WHAT IS BEING ASKED:
Please output the listing exactly as it stands, but omit any images.

::: EXTRACTED DATA :::

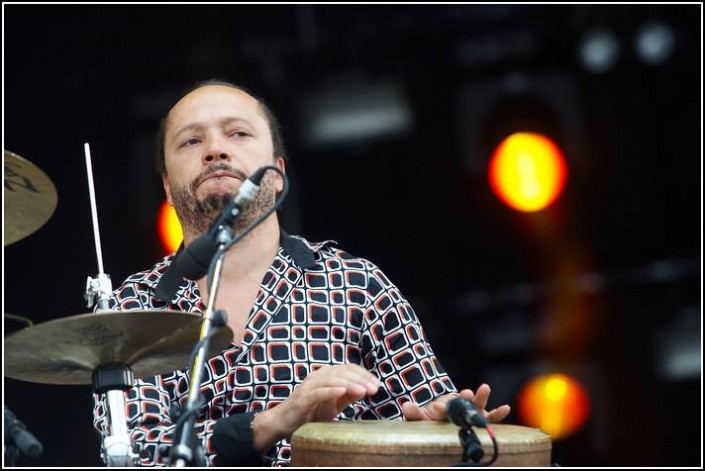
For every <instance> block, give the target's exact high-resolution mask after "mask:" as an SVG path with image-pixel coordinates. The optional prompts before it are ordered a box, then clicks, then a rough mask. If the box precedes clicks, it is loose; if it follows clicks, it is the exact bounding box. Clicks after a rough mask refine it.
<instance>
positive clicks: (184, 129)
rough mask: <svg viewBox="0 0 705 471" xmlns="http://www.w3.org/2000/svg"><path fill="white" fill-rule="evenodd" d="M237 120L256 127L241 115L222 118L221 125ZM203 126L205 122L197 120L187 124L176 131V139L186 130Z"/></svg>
mask: <svg viewBox="0 0 705 471" xmlns="http://www.w3.org/2000/svg"><path fill="white" fill-rule="evenodd" d="M235 122H239V123H243V124H246V125H247V126H249V127H251V128H252V127H254V126H252V123H250V122H249V121H248V120H246V119H245V118H239V117H236V116H229V117H227V118H223V119H221V120H220V125H221V126H225V125H228V124H231V123H235ZM203 127H204V125H203V123H201V122H195V123H190V124H187V125H186V126H184V127H182V128H181V129H179V130H178V131H177V132H176V134H174V139H177V138H178V137H179V135H180V134H183V133H184V132H186V131H193V130H194V129H201V128H203Z"/></svg>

:::

RESPONSE TO THIS EXERCISE:
For every <instance> block, give the target's exact high-resolution mask after "mask:" as an SVG path with image-pixel coordinates. The optional prompts before it are ordered a box, then clicks, then a rough mask. If the box precedes clicks, it is loose; if it follows clicks, it is the exact bounding box. Clicks after a rough mask refine it.
<instance>
positive clicks: (184, 129)
rough mask: <svg viewBox="0 0 705 471" xmlns="http://www.w3.org/2000/svg"><path fill="white" fill-rule="evenodd" d="M237 120L256 127L241 115L222 118L221 125ZM203 126L205 122L197 120L187 124L176 131V139L186 130Z"/></svg>
mask: <svg viewBox="0 0 705 471" xmlns="http://www.w3.org/2000/svg"><path fill="white" fill-rule="evenodd" d="M235 122H239V123H243V124H246V125H247V126H249V127H251V128H252V127H254V126H252V123H250V122H249V121H248V120H246V119H245V118H239V117H236V116H229V117H227V118H223V119H221V120H220V125H221V126H225V125H228V124H231V123H235ZM203 127H204V125H203V123H201V122H195V123H190V124H187V125H186V126H184V127H182V128H181V129H179V130H178V131H177V132H176V134H174V139H177V138H178V137H179V135H180V134H183V133H184V132H186V131H193V130H194V129H201V128H203Z"/></svg>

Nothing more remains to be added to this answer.